=== MATERIALS PROVIDED ===

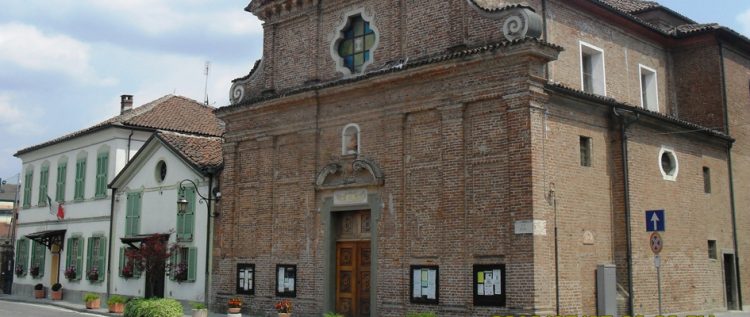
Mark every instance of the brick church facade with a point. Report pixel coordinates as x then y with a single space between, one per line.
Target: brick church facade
485 157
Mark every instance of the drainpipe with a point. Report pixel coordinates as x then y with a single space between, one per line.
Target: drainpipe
111 240
624 124
731 179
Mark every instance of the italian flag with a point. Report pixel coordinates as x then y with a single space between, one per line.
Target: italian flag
56 209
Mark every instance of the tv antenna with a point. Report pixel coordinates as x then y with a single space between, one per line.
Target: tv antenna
205 87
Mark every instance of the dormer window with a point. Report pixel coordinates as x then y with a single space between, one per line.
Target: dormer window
354 44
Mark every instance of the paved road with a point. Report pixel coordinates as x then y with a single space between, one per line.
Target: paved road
17 309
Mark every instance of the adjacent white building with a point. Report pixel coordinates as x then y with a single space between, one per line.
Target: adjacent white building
74 171
170 166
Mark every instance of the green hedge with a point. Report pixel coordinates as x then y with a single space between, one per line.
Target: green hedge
155 307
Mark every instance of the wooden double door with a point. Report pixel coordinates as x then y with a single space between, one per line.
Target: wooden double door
353 278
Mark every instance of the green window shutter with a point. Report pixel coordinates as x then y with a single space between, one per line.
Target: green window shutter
27 189
62 173
102 257
89 254
122 261
192 263
43 185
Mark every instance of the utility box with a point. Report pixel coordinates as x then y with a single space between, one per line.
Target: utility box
606 290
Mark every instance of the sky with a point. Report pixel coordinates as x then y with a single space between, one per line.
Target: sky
65 63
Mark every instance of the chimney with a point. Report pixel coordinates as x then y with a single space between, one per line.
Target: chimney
126 103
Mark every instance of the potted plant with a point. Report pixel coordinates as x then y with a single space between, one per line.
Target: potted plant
92 301
116 304
199 309
284 308
93 274
127 271
70 272
19 269
34 271
39 291
56 291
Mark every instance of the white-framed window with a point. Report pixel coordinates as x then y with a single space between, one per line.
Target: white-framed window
592 69
350 139
649 88
668 164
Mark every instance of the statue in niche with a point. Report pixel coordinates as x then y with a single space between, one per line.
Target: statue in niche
351 140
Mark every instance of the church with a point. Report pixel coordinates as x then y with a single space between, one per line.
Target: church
486 157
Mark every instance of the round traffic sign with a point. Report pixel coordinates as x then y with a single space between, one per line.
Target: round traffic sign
655 242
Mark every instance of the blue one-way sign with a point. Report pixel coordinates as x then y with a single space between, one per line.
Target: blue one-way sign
655 220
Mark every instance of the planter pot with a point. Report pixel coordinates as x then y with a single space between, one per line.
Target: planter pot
117 308
200 312
94 304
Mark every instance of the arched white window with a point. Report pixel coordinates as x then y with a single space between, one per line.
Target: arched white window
350 140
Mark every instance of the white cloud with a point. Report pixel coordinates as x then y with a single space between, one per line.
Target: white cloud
26 46
744 20
16 121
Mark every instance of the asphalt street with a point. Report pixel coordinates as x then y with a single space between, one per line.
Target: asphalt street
17 309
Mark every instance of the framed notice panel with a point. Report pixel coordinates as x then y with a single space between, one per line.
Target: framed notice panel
286 280
245 278
424 284
489 285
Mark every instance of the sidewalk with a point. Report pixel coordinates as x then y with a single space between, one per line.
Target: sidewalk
79 307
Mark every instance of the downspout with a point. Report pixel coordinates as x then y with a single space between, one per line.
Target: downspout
624 124
731 179
111 237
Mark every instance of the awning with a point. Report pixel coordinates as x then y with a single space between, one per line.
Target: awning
49 237
139 238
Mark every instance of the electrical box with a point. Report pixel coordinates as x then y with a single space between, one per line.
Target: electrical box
606 290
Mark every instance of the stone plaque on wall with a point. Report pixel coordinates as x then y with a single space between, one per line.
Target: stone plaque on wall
350 197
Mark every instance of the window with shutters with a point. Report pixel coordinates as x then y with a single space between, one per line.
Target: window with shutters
102 165
128 267
80 186
186 220
38 253
183 264
22 257
95 258
133 214
28 181
43 185
62 173
74 258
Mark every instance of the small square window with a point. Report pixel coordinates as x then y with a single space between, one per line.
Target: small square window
706 180
712 250
649 98
585 143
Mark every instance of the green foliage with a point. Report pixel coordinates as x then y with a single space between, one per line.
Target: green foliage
90 297
421 314
116 299
154 307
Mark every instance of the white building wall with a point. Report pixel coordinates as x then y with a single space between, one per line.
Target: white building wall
159 215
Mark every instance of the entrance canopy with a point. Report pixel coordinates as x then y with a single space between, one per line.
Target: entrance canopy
132 240
49 237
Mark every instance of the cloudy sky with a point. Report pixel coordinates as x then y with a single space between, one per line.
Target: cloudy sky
64 63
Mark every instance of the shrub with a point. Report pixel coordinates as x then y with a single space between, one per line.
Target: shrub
421 314
154 307
116 299
88 297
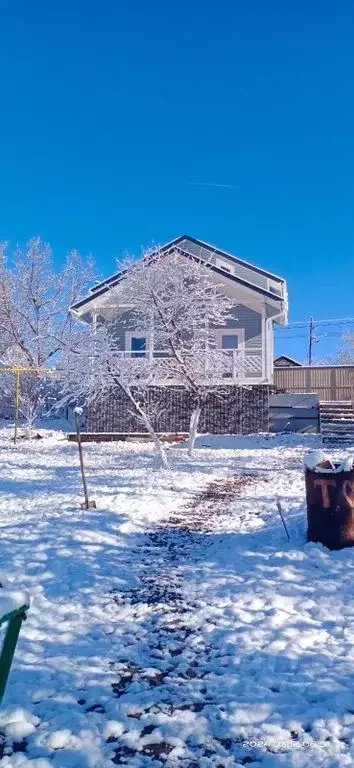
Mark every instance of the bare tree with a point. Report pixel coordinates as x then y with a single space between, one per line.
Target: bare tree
93 365
34 310
179 304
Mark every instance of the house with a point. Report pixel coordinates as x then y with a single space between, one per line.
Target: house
259 301
283 361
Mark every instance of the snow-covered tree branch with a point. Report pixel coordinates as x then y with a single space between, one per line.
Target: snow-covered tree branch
180 304
35 321
93 366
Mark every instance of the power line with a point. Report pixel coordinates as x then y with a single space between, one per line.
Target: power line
328 321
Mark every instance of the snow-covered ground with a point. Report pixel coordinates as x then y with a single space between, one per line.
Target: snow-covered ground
174 625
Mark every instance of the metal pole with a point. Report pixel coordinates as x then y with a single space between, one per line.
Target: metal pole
17 402
312 326
79 445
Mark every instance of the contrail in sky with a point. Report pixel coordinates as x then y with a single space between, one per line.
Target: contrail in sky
212 184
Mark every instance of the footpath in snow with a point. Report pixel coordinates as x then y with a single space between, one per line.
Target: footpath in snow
174 625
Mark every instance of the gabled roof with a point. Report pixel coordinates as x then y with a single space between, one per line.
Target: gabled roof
177 241
290 360
106 285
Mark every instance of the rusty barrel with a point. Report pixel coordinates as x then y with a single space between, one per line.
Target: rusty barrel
330 507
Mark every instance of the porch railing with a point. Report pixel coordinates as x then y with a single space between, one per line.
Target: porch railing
236 364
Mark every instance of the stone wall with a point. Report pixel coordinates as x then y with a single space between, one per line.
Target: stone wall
232 410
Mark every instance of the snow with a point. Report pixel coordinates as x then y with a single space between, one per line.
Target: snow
175 625
12 600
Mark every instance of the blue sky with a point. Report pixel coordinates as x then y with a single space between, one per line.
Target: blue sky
128 123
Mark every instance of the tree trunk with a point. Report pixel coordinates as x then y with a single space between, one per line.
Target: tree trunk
156 440
193 427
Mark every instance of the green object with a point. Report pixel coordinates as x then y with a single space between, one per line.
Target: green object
14 621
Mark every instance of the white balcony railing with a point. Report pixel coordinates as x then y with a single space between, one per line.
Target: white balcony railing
238 365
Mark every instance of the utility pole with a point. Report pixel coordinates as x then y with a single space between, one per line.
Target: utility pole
311 338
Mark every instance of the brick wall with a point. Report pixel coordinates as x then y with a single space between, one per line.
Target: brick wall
236 410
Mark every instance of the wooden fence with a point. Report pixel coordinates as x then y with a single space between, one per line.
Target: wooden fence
329 382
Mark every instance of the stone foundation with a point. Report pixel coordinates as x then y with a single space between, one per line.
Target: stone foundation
230 410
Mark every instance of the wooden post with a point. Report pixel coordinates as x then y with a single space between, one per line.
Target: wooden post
17 402
79 445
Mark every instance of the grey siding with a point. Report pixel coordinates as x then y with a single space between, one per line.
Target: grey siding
125 322
250 321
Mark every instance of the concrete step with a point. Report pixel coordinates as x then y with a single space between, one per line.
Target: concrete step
338 419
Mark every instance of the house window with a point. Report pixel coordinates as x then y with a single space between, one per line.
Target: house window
230 338
229 341
138 346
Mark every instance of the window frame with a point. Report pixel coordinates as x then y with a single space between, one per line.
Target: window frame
239 332
130 335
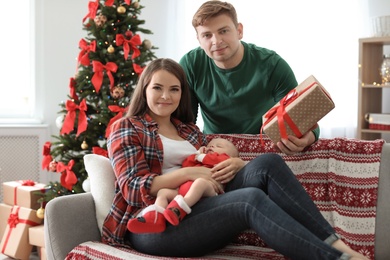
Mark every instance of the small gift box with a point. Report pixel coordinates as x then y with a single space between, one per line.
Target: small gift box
15 242
298 111
36 236
4 214
23 193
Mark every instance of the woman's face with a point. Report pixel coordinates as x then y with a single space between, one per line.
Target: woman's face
163 94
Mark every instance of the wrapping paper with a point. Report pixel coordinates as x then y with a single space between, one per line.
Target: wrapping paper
15 242
22 193
298 111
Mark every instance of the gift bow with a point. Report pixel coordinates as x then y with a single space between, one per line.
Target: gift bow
86 48
100 151
120 111
97 78
13 221
68 125
47 158
92 9
111 2
68 177
282 116
72 87
129 45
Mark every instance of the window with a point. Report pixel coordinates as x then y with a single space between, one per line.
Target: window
17 99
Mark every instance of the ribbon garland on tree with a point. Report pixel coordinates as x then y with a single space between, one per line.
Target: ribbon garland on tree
47 158
69 120
86 48
72 87
92 10
129 45
111 2
68 177
115 109
97 78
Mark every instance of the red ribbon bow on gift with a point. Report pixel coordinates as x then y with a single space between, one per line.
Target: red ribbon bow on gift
72 87
47 158
129 45
282 116
68 177
27 183
69 120
117 109
100 151
86 48
111 2
97 78
92 9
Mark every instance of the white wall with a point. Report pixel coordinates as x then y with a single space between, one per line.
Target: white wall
59 29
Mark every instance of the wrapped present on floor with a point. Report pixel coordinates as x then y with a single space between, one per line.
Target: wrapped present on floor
15 242
36 238
23 193
4 214
298 111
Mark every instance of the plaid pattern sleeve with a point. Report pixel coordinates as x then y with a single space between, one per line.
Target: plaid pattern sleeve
136 154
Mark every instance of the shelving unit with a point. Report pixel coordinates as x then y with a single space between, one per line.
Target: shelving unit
370 87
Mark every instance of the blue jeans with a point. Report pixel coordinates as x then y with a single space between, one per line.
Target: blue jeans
266 197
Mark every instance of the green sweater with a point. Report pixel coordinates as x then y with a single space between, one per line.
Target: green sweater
234 100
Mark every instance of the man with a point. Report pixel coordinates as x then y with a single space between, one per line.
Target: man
234 82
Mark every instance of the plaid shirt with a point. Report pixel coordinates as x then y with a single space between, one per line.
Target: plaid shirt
136 153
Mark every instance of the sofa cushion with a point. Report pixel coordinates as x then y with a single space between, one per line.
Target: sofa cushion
102 181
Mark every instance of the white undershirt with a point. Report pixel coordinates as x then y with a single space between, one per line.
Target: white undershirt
175 152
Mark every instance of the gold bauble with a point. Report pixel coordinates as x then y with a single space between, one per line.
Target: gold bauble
41 213
121 9
110 49
84 145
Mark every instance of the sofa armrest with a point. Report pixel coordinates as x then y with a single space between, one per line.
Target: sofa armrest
382 226
69 221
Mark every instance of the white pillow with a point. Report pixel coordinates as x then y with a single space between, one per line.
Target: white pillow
102 182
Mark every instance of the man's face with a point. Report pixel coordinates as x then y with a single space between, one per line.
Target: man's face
220 39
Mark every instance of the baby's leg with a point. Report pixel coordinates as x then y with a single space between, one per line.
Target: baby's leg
200 188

=== REQUIRED TASK ===
Please repeat only the records from the line containing "Mark every instance of the baby's" through the end of the records, substituting "foot" for "leg" and changing nothing else.

=== RESPONSE BELOW ===
Mark every instance of the baby's foot with a point. Report pixel coordinates as x then y with a single space between, one per line.
Target: baby's foot
200 188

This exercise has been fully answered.